Extrait du texte:
Nature et administration étatique
Faut-il une dictature écologiste ? Quelle fiscalité environnementale possible ? Qu’est-ce qu’une monnaie vivante ? Comment représenter les intérêts de la nature dans les instances politiques humaines ? Quels droits pour le vivant ? Quelles institutions de la protection de l’environnement ? etc. Ce deuxième territoire cartographique s’intéresse aux formes de gouvernance de la nature et de la biodiversité.
Territoires, paysages et écosystèmes
Cette troisième cartographie s’intéresse aux différents rapports territoriaux – ou spatiaux – à la biodiversité. Elle explore les manières de raconter les territoires – urbains, ruraux, extra-terrestres, marins et sous-marins, etc. – au prisme de la biodiversité. Cette entrée résolument paysagère permet d’évoquer les formes d’habitabilité des milieux, les mutations paysagères, la pertinence des frontières, les nouvelles circulations des espèces au cœur de ces paysages.
Quels objectifs servent ces déambulations cartographiques ?
En écho aux deux questionnements cités en amont, ce travail sur les imaginaires soutient trois objectifs dans le cadre du programme Biodiversité Administrative.
Faire connaître. Les récits référencés dans les cartographies sont autant de visions sur la pluralité des relations possibles avec le monde vivant. Ces alternatives circulent dans le monde social à travers des romans, des nouvelles, des œuvres plastiques, des représentations ou des performances théâtrales. Cette cartographie donne à voir aux acteurs des politiques publiques ces fragments narratifs.
Faire penser. Ces récits sont également des exercices de pensée. Ce sont des objets à réaction que nous soumettons aux agents, aux élus, aux acteurs associatifs pour construire un cadre de réflexion commun soit dans une pure logique spéculative, soit pour mettre en lumière les angles morts de la pensée de l’action publique. Parfois radicales, les propositions fictives engagent les acteurs à se positionner, préciser leurs points de vue, questionner leurs propres pratiques.

Données fournies:

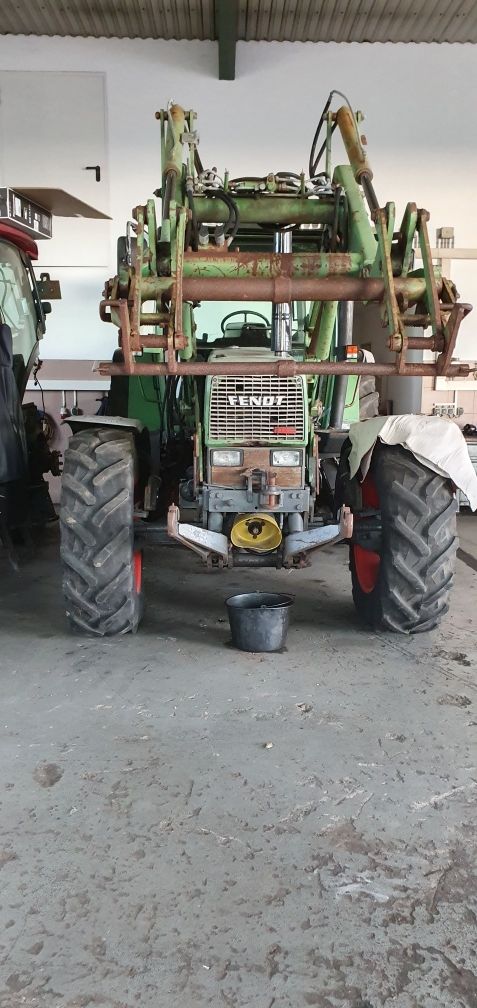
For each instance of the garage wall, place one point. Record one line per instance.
(421, 106)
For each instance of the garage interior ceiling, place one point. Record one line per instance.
(259, 20)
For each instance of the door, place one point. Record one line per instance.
(51, 132)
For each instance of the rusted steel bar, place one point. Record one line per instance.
(154, 319)
(354, 147)
(269, 265)
(284, 289)
(426, 343)
(150, 342)
(421, 322)
(266, 209)
(282, 368)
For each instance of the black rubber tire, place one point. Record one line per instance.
(96, 518)
(419, 545)
(368, 397)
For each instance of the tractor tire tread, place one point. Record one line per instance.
(419, 545)
(97, 532)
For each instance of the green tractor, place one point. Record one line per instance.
(244, 442)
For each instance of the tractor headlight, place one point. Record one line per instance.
(226, 458)
(286, 458)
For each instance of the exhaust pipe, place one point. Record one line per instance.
(281, 313)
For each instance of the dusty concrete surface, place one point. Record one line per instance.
(154, 853)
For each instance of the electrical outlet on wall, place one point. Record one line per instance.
(447, 409)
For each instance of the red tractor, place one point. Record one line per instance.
(24, 452)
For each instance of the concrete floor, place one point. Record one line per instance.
(157, 851)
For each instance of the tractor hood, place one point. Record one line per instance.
(435, 442)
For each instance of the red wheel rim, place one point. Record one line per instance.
(137, 565)
(366, 561)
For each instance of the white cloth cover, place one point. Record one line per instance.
(436, 442)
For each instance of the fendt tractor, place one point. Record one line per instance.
(245, 435)
(24, 430)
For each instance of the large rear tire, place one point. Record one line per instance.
(405, 586)
(102, 573)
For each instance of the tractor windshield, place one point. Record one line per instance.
(17, 307)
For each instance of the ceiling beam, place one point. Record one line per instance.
(226, 19)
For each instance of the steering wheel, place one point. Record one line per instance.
(243, 312)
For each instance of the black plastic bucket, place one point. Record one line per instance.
(259, 620)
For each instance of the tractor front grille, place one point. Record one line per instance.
(256, 408)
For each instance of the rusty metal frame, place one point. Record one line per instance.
(221, 274)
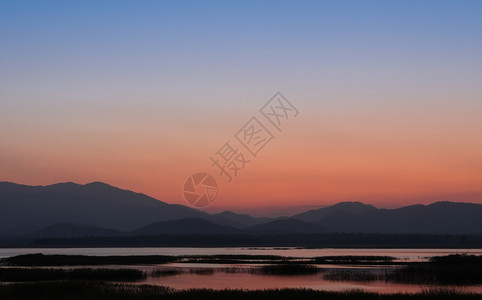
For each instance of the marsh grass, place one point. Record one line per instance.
(76, 290)
(285, 269)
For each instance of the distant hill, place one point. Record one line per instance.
(96, 204)
(185, 226)
(52, 211)
(73, 230)
(284, 226)
(240, 220)
(341, 208)
(437, 218)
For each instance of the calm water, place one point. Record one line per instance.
(401, 254)
(243, 280)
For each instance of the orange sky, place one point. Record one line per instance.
(389, 98)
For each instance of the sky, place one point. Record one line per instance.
(140, 95)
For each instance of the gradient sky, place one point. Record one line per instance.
(139, 94)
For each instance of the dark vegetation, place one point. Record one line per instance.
(451, 269)
(286, 269)
(445, 270)
(76, 290)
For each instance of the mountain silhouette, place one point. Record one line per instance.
(97, 204)
(104, 210)
(436, 218)
(73, 230)
(185, 226)
(284, 226)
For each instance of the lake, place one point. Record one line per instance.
(220, 278)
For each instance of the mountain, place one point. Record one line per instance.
(97, 204)
(436, 218)
(284, 226)
(239, 220)
(52, 211)
(73, 230)
(185, 226)
(342, 208)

Consignes:
a - Selon l'extrait sur les cartographies de la biodiversité, combien d'objectifs le travail sur les imaginaires soutient-il dans le cadre du programme Biodiversité Administrative ?
b - Prolongez l'extrait sur les cartographies de la biodiversité en reprenant juste après sa dernière phrase.

Réponses par tâche:
a - Trois objectifs.

b -
Concevoir. Enfin, ces récits offrent des hypothèses de travail pour imaginer et concevoir des formes de l’action publique pour demain. Les institutions et les modes d’organisation biocentrés du roman Ecotopia, le Ministère pour les générations futures de Kim Stanley Robinson, le Parlement de Loire proposé par le collectif POLAU, le monde sans humain de Dougal Dixon ou encore l’argent animal de Michael Cisco sont autant d’inspirations potentielles pour élaborer les politiques de biodiversité de demain.
Pourquoi ouvrir cette cartographie ?
Ces thématiques sont des propositions cartographiques que nous soumettons à contribution sur une plateforme participative Miro.
Pour naviguer dans la cartographie, rendez-vous au bout de lien :
https://miro.com/app/board/uXjVOBzsN3Y=/?share_link_id=421661464798
Les références citées dans chacune de ces cartographies peuvent être discutées et complétées. Tout comme les sous-catégories qui constituent davantage des pistes de réflexion ou de classification en rien rigides ni définitives. Sans prétendre à l’impossible exhaustivité, ces terrains cartographiques se veulent avant tout des espaces collectifs de réflexion et de discussion. Ce sont des outils à saisir dans le cadre du programme Biodiversité Administrative ou au-delà à titre personnel ou professionnel. À votre guise.
Ainsi, nous invitons chaque lecteur et lectrice à découvrir ces réflexions cartographiques et à potentiellement les compléter de vos propres références, inspirations ou questionnements. Bonne exploration.